DATOS DEL EJERCICIO —

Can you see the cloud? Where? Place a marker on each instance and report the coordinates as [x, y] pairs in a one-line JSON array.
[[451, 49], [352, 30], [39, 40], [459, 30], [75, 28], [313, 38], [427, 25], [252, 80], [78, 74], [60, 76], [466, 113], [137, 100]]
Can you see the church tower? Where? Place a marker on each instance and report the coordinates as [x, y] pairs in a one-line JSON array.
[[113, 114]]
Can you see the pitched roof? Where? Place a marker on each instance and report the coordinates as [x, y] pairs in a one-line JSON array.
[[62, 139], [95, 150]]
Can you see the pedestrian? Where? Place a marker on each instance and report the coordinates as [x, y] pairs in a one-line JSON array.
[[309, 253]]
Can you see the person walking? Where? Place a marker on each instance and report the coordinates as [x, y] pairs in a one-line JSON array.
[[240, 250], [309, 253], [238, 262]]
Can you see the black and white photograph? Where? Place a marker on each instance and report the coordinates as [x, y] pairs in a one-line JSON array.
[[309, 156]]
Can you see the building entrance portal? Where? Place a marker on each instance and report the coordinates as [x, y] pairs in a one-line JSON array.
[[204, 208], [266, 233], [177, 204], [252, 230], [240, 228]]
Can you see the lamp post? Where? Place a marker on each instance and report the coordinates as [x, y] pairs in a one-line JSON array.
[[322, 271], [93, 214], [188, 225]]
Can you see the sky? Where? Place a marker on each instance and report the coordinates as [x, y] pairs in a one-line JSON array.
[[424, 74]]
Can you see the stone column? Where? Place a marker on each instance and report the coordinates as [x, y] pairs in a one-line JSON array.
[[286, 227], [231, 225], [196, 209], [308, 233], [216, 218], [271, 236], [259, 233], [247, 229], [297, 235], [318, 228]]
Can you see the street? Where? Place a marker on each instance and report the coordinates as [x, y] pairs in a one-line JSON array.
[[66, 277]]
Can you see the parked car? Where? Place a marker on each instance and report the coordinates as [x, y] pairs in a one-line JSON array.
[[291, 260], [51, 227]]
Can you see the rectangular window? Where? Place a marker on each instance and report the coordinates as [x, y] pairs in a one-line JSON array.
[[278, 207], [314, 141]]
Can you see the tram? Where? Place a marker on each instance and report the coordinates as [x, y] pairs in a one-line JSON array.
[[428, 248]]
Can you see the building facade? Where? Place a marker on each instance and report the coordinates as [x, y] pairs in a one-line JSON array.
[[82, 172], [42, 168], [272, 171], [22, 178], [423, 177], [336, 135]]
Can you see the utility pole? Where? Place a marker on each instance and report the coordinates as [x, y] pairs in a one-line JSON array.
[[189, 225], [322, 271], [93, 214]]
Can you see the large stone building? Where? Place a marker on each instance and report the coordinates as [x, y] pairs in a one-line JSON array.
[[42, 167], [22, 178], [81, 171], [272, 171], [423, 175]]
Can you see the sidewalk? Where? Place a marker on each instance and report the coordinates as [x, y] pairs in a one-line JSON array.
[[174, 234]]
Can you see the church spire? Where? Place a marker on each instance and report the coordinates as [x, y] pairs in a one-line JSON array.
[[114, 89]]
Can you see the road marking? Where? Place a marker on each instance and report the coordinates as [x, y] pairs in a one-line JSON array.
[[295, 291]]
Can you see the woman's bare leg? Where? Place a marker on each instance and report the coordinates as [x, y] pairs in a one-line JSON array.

INSTRUCCIÓN —
Copia los registros desde el principio y detente después de la línea que contiene "[[62, 139], [95, 150]]". Cambia "marker" por "pin" sin tocar nada más.

RESULTADO FINAL —
Can you see the cloud? Where? Place a pin on each instance and report the coordinates as [x, y] pairs in a one-line JSON array.
[[451, 49], [352, 30], [39, 40], [459, 30], [75, 28], [313, 38], [427, 25], [252, 80], [78, 74], [60, 76], [466, 113], [137, 100]]
Can you see the church tower? Where? Place a pin on each instance and report the coordinates as [x, y] pairs in a one-line JSON array.
[[113, 114]]
Can you see the pitched roof? Where? Place a pin on each instance and report the coordinates as [x, y] pairs in a one-line JSON array.
[[62, 139], [95, 150]]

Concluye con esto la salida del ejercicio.